• GIVEN PROBLEM
Answer these questions using the article about The Who below.
(a) Which band is The Who compared to in their 1970s form?
(b) Who is named as the band's primary songwriter and guitarist?
(c) In which 2011 documentary did Roger Daltrey give the interview mentioned?

• EXTRACT PROVIDED
-*-

The album Roger Daltrey called the best The Who ever wrote
Similar to Led Zeppelin in their 1970s pomp, The Who were a band that poured concentrated power and creativity into their LPs during the peak of the album era.
Whether it’s The Who Sell Out’s radio jingle pastiche or Tommy’s wide-eyed fantasy narrative, primary songwriter and powerhouse guitarist Pete Townshend swiftly embraced the LP’s wide-open hinterland to let loose all his conceptual ambitions and anthemic rock grab. Such 12.75″ x 12.75″ sleeves of record escapism would mark a definitive close to the 1960s, hearing little of swinging Carnaby Street or Woodstock’s totemic presence from 1971’s Who’s Next onwards.
With such a concentrated totality contained in every album, the question of the best Who LP effort is a tough exercise for any fan, but when put to frontman Roger Daltrey during an extra interview for 2011’s Carnaby Street Undressed documentary, the Tommy star didn’t waste any time in praising one Who album for immediate acclaim.

-*-

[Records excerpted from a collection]
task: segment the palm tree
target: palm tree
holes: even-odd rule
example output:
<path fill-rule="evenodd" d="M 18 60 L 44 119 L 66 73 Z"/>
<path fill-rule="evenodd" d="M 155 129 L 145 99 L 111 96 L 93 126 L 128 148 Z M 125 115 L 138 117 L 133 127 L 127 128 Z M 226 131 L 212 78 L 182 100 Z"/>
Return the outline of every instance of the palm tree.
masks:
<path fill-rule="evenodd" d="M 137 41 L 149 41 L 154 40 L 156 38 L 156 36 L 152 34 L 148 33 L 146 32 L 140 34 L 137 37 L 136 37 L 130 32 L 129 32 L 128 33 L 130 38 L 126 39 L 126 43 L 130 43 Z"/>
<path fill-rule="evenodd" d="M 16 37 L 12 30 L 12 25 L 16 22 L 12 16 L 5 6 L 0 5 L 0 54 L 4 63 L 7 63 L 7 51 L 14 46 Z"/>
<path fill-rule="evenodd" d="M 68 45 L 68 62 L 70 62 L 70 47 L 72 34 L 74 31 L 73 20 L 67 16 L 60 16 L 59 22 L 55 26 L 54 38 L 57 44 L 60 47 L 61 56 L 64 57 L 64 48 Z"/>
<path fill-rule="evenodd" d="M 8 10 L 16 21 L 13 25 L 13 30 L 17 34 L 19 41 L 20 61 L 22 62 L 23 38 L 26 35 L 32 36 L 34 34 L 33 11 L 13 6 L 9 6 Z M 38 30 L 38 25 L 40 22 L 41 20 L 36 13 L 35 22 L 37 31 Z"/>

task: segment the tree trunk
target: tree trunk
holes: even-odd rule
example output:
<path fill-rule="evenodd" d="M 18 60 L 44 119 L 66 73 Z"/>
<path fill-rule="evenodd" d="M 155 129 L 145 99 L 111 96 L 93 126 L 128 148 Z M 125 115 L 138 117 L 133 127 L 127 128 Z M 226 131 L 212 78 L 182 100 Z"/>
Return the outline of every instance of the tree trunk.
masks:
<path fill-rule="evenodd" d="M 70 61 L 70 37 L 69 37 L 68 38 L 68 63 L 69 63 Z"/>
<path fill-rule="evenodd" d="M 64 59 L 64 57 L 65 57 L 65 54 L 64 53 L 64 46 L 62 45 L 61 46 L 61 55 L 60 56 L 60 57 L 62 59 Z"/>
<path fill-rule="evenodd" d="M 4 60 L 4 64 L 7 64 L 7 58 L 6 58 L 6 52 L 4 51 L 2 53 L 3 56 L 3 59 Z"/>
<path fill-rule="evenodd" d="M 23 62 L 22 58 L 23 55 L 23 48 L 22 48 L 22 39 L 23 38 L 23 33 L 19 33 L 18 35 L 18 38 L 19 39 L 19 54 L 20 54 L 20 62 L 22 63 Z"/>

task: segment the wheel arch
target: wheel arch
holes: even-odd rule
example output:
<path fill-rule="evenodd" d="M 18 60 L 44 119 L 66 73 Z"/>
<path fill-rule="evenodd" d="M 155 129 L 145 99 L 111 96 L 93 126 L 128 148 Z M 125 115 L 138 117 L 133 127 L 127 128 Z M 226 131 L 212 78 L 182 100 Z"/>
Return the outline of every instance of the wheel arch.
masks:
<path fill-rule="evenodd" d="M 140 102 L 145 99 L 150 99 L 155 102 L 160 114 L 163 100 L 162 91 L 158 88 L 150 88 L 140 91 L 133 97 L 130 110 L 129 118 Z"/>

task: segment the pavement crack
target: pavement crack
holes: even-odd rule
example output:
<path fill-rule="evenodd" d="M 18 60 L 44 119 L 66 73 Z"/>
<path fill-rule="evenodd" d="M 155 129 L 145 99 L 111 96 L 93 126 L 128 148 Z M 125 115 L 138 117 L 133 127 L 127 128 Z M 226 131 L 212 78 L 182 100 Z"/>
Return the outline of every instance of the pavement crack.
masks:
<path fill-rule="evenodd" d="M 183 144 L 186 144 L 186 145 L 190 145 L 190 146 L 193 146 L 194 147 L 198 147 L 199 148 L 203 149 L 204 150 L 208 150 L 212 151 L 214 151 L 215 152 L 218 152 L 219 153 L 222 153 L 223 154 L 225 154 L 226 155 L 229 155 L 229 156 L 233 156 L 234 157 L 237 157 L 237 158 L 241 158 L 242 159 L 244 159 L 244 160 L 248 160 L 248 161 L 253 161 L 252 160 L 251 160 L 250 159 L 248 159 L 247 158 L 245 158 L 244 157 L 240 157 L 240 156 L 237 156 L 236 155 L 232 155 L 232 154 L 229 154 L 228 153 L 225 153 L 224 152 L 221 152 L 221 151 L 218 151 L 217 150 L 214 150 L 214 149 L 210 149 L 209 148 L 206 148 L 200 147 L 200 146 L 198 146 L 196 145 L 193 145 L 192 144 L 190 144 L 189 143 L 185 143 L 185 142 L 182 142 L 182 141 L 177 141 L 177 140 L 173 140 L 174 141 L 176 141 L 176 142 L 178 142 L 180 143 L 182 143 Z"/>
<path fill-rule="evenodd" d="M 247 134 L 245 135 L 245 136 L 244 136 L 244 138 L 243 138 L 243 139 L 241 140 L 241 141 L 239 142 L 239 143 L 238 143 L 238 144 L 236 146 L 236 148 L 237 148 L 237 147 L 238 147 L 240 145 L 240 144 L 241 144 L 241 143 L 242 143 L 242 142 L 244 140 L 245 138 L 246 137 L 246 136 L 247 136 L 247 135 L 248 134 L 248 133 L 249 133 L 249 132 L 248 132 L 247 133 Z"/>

-*-

• PROBLEM SOLUTION
(a) Led Zeppelin
(b) Pete Townshend
(c) Carnaby Street Undressed